▶ DOCUMENTO DE ORIGEM:
O ênfase recai sobre "igualdade, respeito mútuo e confiança mútua" na frente das relações internacionais, bem como no "intercâmbio e aprendizado mútuo entre civilizações". A maioria esmagadora do Sul Global compreende perfeitamente a mensagem. 

Nas atuais circunstâncias, entretanto, a realpolitik dita que a Guerra Fria 2.0 já está em andamento, opondo Washington à parceria estratégica Rússia-China. O jogo, na verdade, tem lugar principalmente no Sul Global. 

Xi, portanto, deve ter conhecimento de que recai sobre Pequim o ônus de provar que "um novo tipo de relações internacionais" é o roteiro preferencial para o futuro do mundo. 

O Sul Global terá pleno conhecimento dos esforços chineses para "redobrar esforços para ajudar os países em desenvolvimento a derrotar o vírus" e "honrar seu compromisso de transformar as vacinas em um bem público global". 

Em um nível prático, isso será de importância tão crucial quanto manter a China sob controle no que se refere à promessa feita por Xi de que o estado-civilização "jamais buscará hegemonia, expansão ou esfera de influência, por mais forte que ele venha a se tornar". O fato é que vastas regiões da Ásia pertencem, naturalmente, à esfera da influência econômica chinesa". 

A União Europeia estará fortemente focada na "cooperação multilateral em comércio e investimentos" - referindo-se à ratificação e assinatura, no final do corrente ano, do acordo comercial China-União Europeia. E os empresários norte-americanos que acompanharem com cuidado a fala de Xi terão grande interesse em uma promessa sedutora: "Todos são bem-vindos a compartilhar as vastas oportunidades do mercado chinês".

As relações internacionais estão hoje totalmente polarizadas entre sistemas de governança rivais. No entanto, para a maioria esmagadora dos atores do Sul Global, em especial os países mais pobres, o teste decisivo para cada um desses sistemas - como os acadêmicos chineses sabem perfeitamente - é a capacidade de fazer avançar a sociedade e melhorar a vida das pessoas.

▶ TRECHOS DE DADOS:
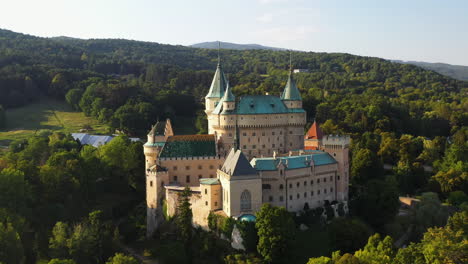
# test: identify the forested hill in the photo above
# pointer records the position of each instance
(129, 84)
(228, 45)
(459, 72)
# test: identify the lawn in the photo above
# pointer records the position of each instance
(45, 114)
(311, 243)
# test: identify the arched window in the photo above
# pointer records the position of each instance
(246, 201)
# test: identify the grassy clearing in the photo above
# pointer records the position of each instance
(48, 114)
(311, 243)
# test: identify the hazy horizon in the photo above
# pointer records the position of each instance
(425, 31)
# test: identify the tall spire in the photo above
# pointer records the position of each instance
(290, 61)
(219, 57)
(218, 85)
(291, 93)
(228, 96)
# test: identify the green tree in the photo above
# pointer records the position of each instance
(365, 166)
(457, 198)
(444, 245)
(377, 203)
(2, 117)
(11, 249)
(429, 212)
(348, 234)
(13, 190)
(452, 170)
(376, 251)
(73, 98)
(61, 261)
(411, 254)
(184, 219)
(276, 231)
(120, 258)
(58, 243)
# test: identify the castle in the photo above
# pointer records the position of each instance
(256, 152)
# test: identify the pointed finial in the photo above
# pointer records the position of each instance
(219, 48)
(290, 60)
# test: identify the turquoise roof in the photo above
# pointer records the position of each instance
(247, 218)
(189, 146)
(155, 144)
(209, 181)
(228, 96)
(218, 85)
(291, 93)
(292, 162)
(256, 104)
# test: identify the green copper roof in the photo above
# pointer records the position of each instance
(189, 146)
(255, 104)
(291, 92)
(293, 162)
(218, 84)
(228, 96)
(209, 181)
(155, 144)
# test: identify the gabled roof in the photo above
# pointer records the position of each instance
(189, 146)
(209, 181)
(218, 85)
(228, 96)
(314, 132)
(293, 162)
(236, 164)
(256, 104)
(291, 93)
(95, 140)
(158, 129)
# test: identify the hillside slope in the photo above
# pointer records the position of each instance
(130, 84)
(235, 46)
(458, 72)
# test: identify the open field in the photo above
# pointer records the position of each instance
(48, 114)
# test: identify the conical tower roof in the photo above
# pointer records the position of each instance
(314, 132)
(291, 93)
(228, 96)
(218, 85)
(236, 164)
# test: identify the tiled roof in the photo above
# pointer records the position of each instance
(291, 92)
(236, 164)
(293, 162)
(95, 140)
(314, 132)
(218, 85)
(209, 181)
(155, 144)
(228, 96)
(189, 146)
(158, 129)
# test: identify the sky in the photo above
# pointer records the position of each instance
(417, 30)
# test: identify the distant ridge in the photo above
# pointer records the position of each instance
(458, 72)
(234, 46)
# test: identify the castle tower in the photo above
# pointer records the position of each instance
(338, 147)
(216, 92)
(313, 137)
(291, 95)
(155, 175)
(228, 100)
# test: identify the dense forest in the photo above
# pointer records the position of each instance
(55, 193)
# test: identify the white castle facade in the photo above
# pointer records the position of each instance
(256, 152)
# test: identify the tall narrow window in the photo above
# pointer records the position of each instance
(246, 201)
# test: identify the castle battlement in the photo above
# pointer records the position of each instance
(256, 152)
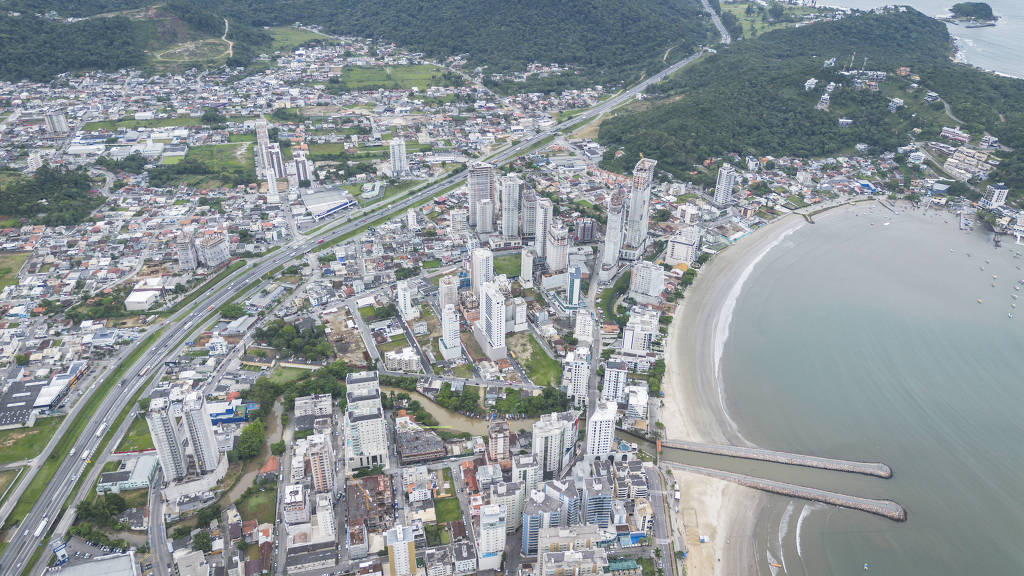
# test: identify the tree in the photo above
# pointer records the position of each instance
(202, 541)
(213, 116)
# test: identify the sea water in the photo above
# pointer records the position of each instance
(861, 337)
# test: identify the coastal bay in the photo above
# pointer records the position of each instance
(873, 346)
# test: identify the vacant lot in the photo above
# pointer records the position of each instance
(22, 444)
(10, 262)
(137, 437)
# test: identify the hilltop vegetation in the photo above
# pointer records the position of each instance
(175, 34)
(51, 196)
(750, 97)
(974, 10)
(604, 39)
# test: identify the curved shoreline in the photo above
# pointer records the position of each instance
(694, 406)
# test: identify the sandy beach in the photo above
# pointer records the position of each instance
(694, 406)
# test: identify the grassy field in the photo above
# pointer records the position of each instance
(6, 480)
(260, 506)
(137, 437)
(287, 37)
(396, 77)
(22, 444)
(10, 262)
(221, 156)
(446, 509)
(287, 375)
(508, 264)
(544, 370)
(132, 123)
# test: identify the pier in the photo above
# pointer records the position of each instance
(868, 468)
(886, 508)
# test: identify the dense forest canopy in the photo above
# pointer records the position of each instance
(750, 97)
(51, 196)
(606, 40)
(979, 10)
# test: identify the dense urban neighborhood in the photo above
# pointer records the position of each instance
(357, 311)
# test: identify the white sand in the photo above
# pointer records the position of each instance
(694, 407)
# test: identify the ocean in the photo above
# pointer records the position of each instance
(861, 337)
(999, 48)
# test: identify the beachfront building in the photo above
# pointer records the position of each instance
(723, 187)
(638, 216)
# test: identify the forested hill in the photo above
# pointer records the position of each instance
(606, 39)
(751, 98)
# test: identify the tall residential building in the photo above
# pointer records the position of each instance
(366, 433)
(481, 186)
(557, 250)
(499, 441)
(543, 219)
(510, 495)
(451, 344)
(458, 222)
(186, 251)
(489, 329)
(638, 216)
(204, 443)
(528, 213)
(995, 196)
(526, 468)
(683, 247)
(601, 429)
(401, 550)
(573, 288)
(448, 291)
(510, 187)
(491, 537)
(647, 282)
(613, 231)
(321, 456)
(213, 250)
(576, 376)
(725, 183)
(481, 269)
(526, 268)
(615, 377)
(399, 162)
(168, 439)
(403, 295)
(554, 442)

▶ INSTRUÇÕES DE TRABALHO:
1. De acordo com o texto sobre a fala de Xi, por que cabe a Pequim o ônus de provar que "um novo tipo de relações internacionais" é o roteiro preferencial para o futuro do mundo? Responda em uma a três frases.
2. Prolongue o texto sobre a fala de Xi a partir do ponto em que ele termina.
As entradas constituem um material independente do texto.

▶ RESPOSTAS POR TAREFA:
1. A realpolitik das atuais circunstâncias dita que a Guerra Fria 2.0 já está em andamento, opondo Washington à parceria estratégica Rússia-China. Esse jogo ocorre principalmente no Sul Global. Por isso, cabe a Pequim provar que sua proposta é o roteiro preferencial.

2.
Acadêmicos e formuladores de políticas chineses privilegiam o que eles chamam de planos de desenvolvimento SMART (específicos, mensuráveis, alcançáveis, relevantes e temporalmente definidos).    

Na prática, isso vem se traduzindo na confiança que a maioria dos cidadãos chineses têm em seu modelo político - sejam quais foram as interpretações ocidentais. O que importa é que o controle da covid-19 na China foi mais rápido que em qualquer outro lugar do mundo; que a economia voltou a crescer, que a erradicação da pobreza foi um imenso sucesso (800 milhões de pessoas saindo da pobreza em três décadas, 99 milhões na zona rural em 128.000 aldeias na etapa mais recente); e que a meta oficial de uma "sociedade moderadamente próspera" vem sendo alcançada. 

Pequim, ao longo dos anos, montou cuidadosamente a narrativa de uma "ascensão pacífica" baseada no imenso legado histórico e cultural do país.

Na China, a interação entre ressonância histórica e sonhos futuros é extremamente complexa e difícil de ser decodificada por um estrangeiro. Ritmos passados estão sempre ecoando no futuro.  

O que isso significa, em última análise, é que o excepcionalismo chinês - bastante óbvio nos séculos de sua história - baseia-se essencialmente no confucionismo, que define a harmonia como a virtude suprema e abomina o conflito.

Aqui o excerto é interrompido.